Exercise task a: In the linked list doubling problem, what range of values may each node hold?

Provided text:
Double a Number Represented as a Linked List - LeetCode

2816. Double a Number Represented as a Linked List
Medium

You are given the head of a non-empty linked list representing a non-negative integer without leading zeroes.

Return the head of the linked list after doubling it.

 

Example 1:

Input: head = [1,8,9]
Output: [3,7,8]
Explanation: The figure above corresponds to the given linked list which represents the number 189. Hence, the returned linked list represents the number 189 * 2 = 378.

Example 2:

Input: head = [9,9,9]
Output: [1,9,9,8]
Explanation: The figure above corresponds to the given linked list which represents the number 999. Hence, the returned linked list reprersents the number 999 * 2 = 1998.

 

Constraints:

  • The number of nodes in the list is in the range [1, 104]
  • 0 <= Node.val <= 9
  • The input is generated such that the list represents a number that does not have leading zeros, except the number 0 itself.

public ListNode DoubleIt(ListNode head)
{
    int carryOver = 0;
    ListNode retVal = null;

    DoubleIt(null, head, ref carryOver, ref retVal);

    return retVal;
}

private void DoubleIt(ListNode parentNode,
                        ListNode currentNode,
                        ref int carryOver,
                        ref ListNode retVal)

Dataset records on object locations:

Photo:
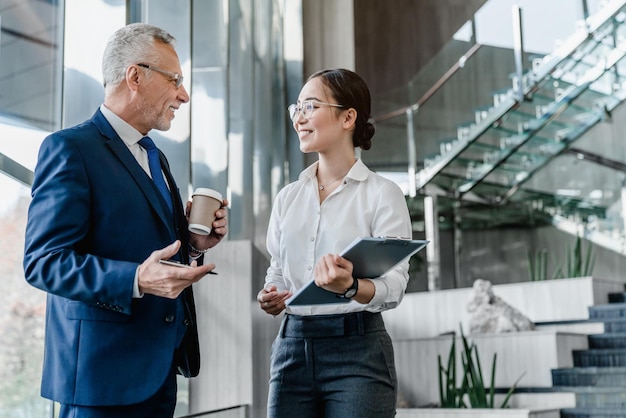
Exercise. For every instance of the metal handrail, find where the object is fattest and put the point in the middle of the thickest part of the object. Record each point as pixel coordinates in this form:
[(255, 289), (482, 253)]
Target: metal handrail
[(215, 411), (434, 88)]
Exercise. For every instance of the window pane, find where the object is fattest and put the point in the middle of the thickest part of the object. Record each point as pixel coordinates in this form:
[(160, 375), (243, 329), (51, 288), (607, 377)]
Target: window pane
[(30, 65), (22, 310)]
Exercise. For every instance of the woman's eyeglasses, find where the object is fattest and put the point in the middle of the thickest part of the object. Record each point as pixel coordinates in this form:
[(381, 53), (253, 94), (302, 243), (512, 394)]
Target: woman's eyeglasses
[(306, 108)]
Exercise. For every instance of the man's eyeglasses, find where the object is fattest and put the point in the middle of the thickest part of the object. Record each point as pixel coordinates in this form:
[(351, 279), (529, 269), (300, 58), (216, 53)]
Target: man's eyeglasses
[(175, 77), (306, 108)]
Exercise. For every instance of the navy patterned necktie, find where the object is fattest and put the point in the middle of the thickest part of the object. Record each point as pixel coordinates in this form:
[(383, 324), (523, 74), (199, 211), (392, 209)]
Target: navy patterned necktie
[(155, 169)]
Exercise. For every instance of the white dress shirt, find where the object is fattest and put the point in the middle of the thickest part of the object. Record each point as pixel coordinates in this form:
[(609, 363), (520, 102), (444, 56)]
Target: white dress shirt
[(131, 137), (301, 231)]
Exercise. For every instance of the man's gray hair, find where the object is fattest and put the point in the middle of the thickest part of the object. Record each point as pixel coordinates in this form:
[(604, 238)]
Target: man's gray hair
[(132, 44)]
==
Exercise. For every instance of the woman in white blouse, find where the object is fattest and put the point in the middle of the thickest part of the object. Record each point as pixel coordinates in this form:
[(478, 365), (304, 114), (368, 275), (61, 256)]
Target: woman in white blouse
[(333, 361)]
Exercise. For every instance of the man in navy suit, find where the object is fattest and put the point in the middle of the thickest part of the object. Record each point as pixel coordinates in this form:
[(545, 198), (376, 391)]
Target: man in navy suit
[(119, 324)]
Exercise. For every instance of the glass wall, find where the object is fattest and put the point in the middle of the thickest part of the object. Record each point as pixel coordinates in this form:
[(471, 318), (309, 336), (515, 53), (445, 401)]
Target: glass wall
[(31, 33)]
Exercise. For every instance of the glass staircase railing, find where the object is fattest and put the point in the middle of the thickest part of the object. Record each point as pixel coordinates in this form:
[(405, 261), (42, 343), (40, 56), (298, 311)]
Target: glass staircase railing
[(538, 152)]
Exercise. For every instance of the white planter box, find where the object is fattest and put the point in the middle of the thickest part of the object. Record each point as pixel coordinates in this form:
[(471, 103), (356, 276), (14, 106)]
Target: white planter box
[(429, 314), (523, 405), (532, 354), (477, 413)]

Exercise task b: Reproduce the stretch of the records from the line containing "Exercise. For every instance of the white planter" through the line containing "[(429, 314), (523, 405), (532, 354), (477, 413)]", without alteration.

Full solution a: Each node's value is between 0 and 9, inclusive.

Full solution b:
Exercise. For every instance of the white planter box, find where the object is fattest and put the point in the middle of the thickest part of the object. Record each point as pixel coordinates in this form:
[(471, 103), (356, 276), (14, 106)]
Target: white planter box
[(429, 314), (523, 405), (532, 354), (477, 413)]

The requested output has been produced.